» EXERCISE REQUIREMENTS: Since each line must match the original, copy out the records with no differences at all.

Stored data:
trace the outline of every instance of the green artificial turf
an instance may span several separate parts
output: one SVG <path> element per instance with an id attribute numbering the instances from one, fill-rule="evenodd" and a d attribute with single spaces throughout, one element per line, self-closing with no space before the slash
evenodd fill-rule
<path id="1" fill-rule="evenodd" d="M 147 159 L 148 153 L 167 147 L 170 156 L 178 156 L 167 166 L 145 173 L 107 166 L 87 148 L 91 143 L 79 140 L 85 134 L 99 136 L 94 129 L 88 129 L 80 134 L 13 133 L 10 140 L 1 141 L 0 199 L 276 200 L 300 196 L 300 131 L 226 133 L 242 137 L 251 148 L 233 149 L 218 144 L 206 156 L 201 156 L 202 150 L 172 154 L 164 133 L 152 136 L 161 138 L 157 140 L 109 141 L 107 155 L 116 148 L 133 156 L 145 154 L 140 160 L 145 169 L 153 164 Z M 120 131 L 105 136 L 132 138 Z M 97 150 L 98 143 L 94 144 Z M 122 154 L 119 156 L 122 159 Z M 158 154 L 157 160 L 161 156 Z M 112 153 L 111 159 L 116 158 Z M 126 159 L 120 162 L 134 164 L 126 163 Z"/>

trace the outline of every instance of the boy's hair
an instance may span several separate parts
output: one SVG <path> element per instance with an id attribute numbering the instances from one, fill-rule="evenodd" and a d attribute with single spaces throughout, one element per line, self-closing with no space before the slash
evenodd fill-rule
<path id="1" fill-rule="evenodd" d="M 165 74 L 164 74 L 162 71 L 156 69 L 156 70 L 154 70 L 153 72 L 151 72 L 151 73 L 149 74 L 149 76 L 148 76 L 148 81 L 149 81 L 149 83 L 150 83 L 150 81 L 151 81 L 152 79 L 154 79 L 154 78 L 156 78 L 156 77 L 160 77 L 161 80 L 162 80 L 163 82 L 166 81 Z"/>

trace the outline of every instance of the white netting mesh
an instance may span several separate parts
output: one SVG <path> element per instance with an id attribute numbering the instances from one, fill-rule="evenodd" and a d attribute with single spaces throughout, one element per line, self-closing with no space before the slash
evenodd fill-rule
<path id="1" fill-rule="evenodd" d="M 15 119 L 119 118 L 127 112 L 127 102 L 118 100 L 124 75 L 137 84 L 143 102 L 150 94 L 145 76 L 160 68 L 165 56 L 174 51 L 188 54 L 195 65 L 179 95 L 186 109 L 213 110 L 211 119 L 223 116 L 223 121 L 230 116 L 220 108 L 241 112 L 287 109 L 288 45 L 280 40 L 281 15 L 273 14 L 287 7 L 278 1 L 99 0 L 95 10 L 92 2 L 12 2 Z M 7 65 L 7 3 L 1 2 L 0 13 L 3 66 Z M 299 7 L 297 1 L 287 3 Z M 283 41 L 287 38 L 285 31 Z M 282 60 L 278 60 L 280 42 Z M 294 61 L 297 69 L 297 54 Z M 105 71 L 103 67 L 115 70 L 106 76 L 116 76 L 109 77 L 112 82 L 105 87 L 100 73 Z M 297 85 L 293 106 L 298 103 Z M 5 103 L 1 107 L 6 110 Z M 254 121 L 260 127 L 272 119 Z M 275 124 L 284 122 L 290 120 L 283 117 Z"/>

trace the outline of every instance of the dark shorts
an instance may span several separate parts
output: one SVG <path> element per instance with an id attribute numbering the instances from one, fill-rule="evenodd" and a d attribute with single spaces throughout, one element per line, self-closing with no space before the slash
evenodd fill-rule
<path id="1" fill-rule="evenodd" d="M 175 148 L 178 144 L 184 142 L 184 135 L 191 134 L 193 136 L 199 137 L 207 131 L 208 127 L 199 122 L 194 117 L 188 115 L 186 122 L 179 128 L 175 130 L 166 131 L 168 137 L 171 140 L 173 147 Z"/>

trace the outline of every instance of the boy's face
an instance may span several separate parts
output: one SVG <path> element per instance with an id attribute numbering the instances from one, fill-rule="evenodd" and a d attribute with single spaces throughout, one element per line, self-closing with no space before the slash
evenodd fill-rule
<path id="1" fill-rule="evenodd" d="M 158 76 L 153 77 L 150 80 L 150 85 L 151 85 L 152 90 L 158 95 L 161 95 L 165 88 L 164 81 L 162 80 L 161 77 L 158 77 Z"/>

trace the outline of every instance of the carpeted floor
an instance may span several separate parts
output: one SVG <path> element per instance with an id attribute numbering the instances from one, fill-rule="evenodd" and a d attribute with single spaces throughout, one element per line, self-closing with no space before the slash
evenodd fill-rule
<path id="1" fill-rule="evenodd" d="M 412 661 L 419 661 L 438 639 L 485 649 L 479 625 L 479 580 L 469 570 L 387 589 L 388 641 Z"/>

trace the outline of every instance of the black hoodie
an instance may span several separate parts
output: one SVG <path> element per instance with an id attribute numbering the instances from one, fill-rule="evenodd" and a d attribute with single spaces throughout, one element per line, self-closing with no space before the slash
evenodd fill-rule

» COMPLETED EXERCISE:
trace the outline of every instance of the green artificial turf
an instance may span several separate parts
output: one SVG <path> element per instance with an id attribute numbering the instances from one, fill-rule="evenodd" and a d attribute with single spaces throughout, one element per line, self-closing with no space before the slash
evenodd fill-rule
<path id="1" fill-rule="evenodd" d="M 147 159 L 148 153 L 167 147 L 170 156 L 178 156 L 167 166 L 145 173 L 107 166 L 87 148 L 91 143 L 79 140 L 85 134 L 99 136 L 94 129 L 88 129 L 80 134 L 13 133 L 10 140 L 1 141 L 0 199 L 276 200 L 300 196 L 300 131 L 226 133 L 242 137 L 251 148 L 233 149 L 218 144 L 206 156 L 201 156 L 202 150 L 172 154 L 164 133 L 152 136 L 161 138 L 157 140 L 109 141 L 107 155 L 116 148 L 133 156 L 145 154 L 140 160 L 145 169 L 153 164 Z M 120 131 L 105 136 L 132 138 Z M 97 150 L 98 143 L 94 144 Z M 122 154 L 119 156 L 122 159 Z M 158 154 L 157 160 L 161 156 Z M 112 153 L 111 159 L 116 158 Z M 126 159 L 120 162 L 134 164 L 126 163 Z"/>

trace the outline of every instance of the boy's hair
an instance may span several separate parts
output: one SVG <path> element per instance with an id attribute numbering the instances from one, fill-rule="evenodd" and a d attribute with single spaces throughout, one element per line, self-closing with no space before the slash
evenodd fill-rule
<path id="1" fill-rule="evenodd" d="M 165 74 L 164 74 L 162 71 L 156 69 L 156 70 L 154 70 L 153 72 L 151 72 L 151 73 L 149 74 L 149 76 L 148 76 L 148 81 L 149 81 L 149 83 L 150 83 L 150 81 L 151 81 L 152 79 L 154 79 L 154 78 L 156 78 L 156 77 L 160 77 L 161 80 L 162 80 L 163 82 L 166 81 Z"/>

trace the outline of every instance of the white netting mesh
an instance may span several separate parts
output: one SVG <path> element per instance with an id attribute numbering the instances from one, fill-rule="evenodd" and a d attribute with single spaces throughout, one element per line, self-closing with no space before the slash
evenodd fill-rule
<path id="1" fill-rule="evenodd" d="M 15 119 L 119 118 L 127 112 L 127 102 L 118 100 L 124 75 L 137 84 L 143 102 L 150 94 L 145 76 L 160 68 L 165 56 L 174 51 L 188 54 L 195 65 L 179 95 L 186 109 L 213 110 L 211 119 L 223 116 L 223 121 L 230 116 L 220 108 L 241 112 L 287 109 L 288 45 L 280 40 L 281 15 L 273 14 L 287 7 L 278 1 L 99 0 L 95 10 L 92 2 L 12 2 Z M 7 65 L 7 3 L 1 2 L 0 13 L 3 66 Z M 299 7 L 297 1 L 287 3 Z M 283 41 L 287 38 L 285 31 Z M 282 60 L 278 60 L 280 42 Z M 294 61 L 297 69 L 297 54 Z M 105 71 L 103 67 L 115 70 L 106 76 L 116 76 L 109 77 L 112 82 L 105 87 L 100 73 Z M 297 85 L 293 106 L 298 103 Z M 5 103 L 1 107 L 6 110 Z M 254 121 L 260 127 L 272 119 Z M 275 124 L 284 122 L 290 120 L 283 117 Z"/>

trace the outline of every instance of the dark shorts
an instance may span several separate parts
output: one SVG <path> element per instance with an id attribute numbering the instances from one, fill-rule="evenodd" and a d attribute with single spaces throughout, one element per line, self-closing with no space before the slash
evenodd fill-rule
<path id="1" fill-rule="evenodd" d="M 175 148 L 178 144 L 184 142 L 184 135 L 191 134 L 193 136 L 199 137 L 207 131 L 208 127 L 199 122 L 194 117 L 188 115 L 186 122 L 179 128 L 175 130 L 166 131 L 168 137 L 171 140 L 173 147 Z"/>

trace the outline of every instance of the boy's face
an instance may span several separate parts
output: one SVG <path> element per instance with an id attribute numbering the instances from one, fill-rule="evenodd" and a d attribute with single spaces throughout, one element per line, self-closing with no space before the slash
evenodd fill-rule
<path id="1" fill-rule="evenodd" d="M 158 76 L 153 77 L 150 80 L 150 85 L 151 85 L 152 90 L 158 95 L 161 95 L 165 88 L 164 81 L 162 80 L 161 77 L 158 77 Z"/>

trace the outline of every instance of the carpeted floor
an instance may span several separate parts
output: one SVG <path> element per instance with an id attribute numbering the instances from one, fill-rule="evenodd" and a d attribute with single spaces throughout, one element per line, self-closing with no space before the slash
evenodd fill-rule
<path id="1" fill-rule="evenodd" d="M 412 661 L 419 661 L 438 639 L 485 649 L 479 625 L 479 580 L 469 570 L 387 589 L 388 641 Z"/>

trace the outline of every instance of the black hoodie
an instance may span several separate parts
output: one SVG <path> element per instance with an id attribute numbering the instances from one, fill-rule="evenodd" and a d attribute with single spaces throughout, one element per line, self-closing with no space before the slash
evenodd fill-rule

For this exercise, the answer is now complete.